> [TEXTO EXTRAÍDO]
========================

Una viaje impredecible hacia Orocuina, el corazón de Choluteca.

Escrito por: Federico Trejo Toro.
Fotografías por: Antonio aguilera Flores.

No hay duda de que Honduras es uno de los mejores destinos turísticos para los extranjeros y los propios hondureños por su belleza natural, son tantos los lugares donde uno se puede explayar que a veces resulta difícil decidirse por un solo destino cuando nuestro tiempo y bolsillo se ven limitados. Por lo tanto, si deseas conocer variados lugares a cortas distancias acordes a tu capacidad de gastos y disfrutar de diversas experiencias, te invito a conocer el colosal departamento de Choluteca y atravesar sus límites en estas vívidas páginas que te regalo, aquí tendrás la oportunidad de conocer el encanto, la paz, la seguridad y la frescura boscosa del pueblo de Orocuina cual si fuera el corazón de Choluteca; también podrás atravesar el mar para vislumbrarte con la belleza imponente de la Isla de Amapala, gracias a que nuestro departamento colinda con el departamento de Valle y el golfo de Fonseca. No dudo que te animarás a realizar este mágico viaje después de leer las líneas de esta crónica, así que de antemano te deseo un feliz viaje. Saludos. Atte.: Federico Trejo Toro.

========================

> [DATOS PROPORCIONADOS]
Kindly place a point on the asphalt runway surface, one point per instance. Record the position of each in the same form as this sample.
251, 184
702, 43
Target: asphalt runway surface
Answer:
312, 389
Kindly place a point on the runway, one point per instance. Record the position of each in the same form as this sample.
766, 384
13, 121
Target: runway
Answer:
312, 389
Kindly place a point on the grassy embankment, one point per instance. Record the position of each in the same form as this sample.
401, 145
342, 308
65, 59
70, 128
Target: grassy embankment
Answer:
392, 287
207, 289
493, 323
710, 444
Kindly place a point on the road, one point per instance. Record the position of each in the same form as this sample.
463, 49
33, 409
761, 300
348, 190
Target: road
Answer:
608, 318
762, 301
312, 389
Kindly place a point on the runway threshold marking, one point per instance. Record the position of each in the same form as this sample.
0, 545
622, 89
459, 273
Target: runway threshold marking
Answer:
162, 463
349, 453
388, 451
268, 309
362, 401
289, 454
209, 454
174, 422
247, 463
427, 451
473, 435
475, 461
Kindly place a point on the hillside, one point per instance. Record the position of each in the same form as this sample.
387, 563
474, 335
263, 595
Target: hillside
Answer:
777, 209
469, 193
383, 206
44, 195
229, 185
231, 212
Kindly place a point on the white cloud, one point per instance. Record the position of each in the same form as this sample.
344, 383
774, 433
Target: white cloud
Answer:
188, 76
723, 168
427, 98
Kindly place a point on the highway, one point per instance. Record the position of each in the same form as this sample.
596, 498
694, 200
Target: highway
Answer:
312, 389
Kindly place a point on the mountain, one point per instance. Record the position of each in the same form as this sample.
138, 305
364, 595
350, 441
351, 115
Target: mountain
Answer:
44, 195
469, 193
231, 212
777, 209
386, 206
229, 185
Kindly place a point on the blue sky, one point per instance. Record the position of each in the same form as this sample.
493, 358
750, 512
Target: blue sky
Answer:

========================

> [OBJETIVO 1] Enumera, por favor, las cualidades del pueblo de Orocuina que menciona la crónica del viaje a Orocuina.
> [OBJETIVO 2] Retoma la crónica del viaje a Orocuina a partir de donde termina.

> [RESPUESTA 1] el encanto, la paz, la seguridad y la frescura boscosa

> [RESPUESTA 2]
Mientras pasa el tiempo, alejándome más de Tegucigalpa y el autobús va descendiendo hacia el sur, el clima que antes era muy frío ahora se torna caliente. Una rala vegetación de arboles chaparros como los jícaros de cuyo fruto se extrae la semilla para hacer el morro, sin un tan solo pino en su extensión, distingue el paisaje de Choluteca. Las manadas de vacas cruzan tranquilas la carretera y el autobús debe parar varias veces. Son ellas las que han gozado de los grandes prados ahora amarillentos por el calor y la sequía, son también las que sufren  las consecuencias de la deforestación y el deterioro ecológico de lo que antes pudo ser una hermosa selva de aguas caudalosas y gran frescura para descansar en el transcurso del viaje. Pero nunca es tarde para reforestar y darle la dignidad que se merece a nuestra tierra.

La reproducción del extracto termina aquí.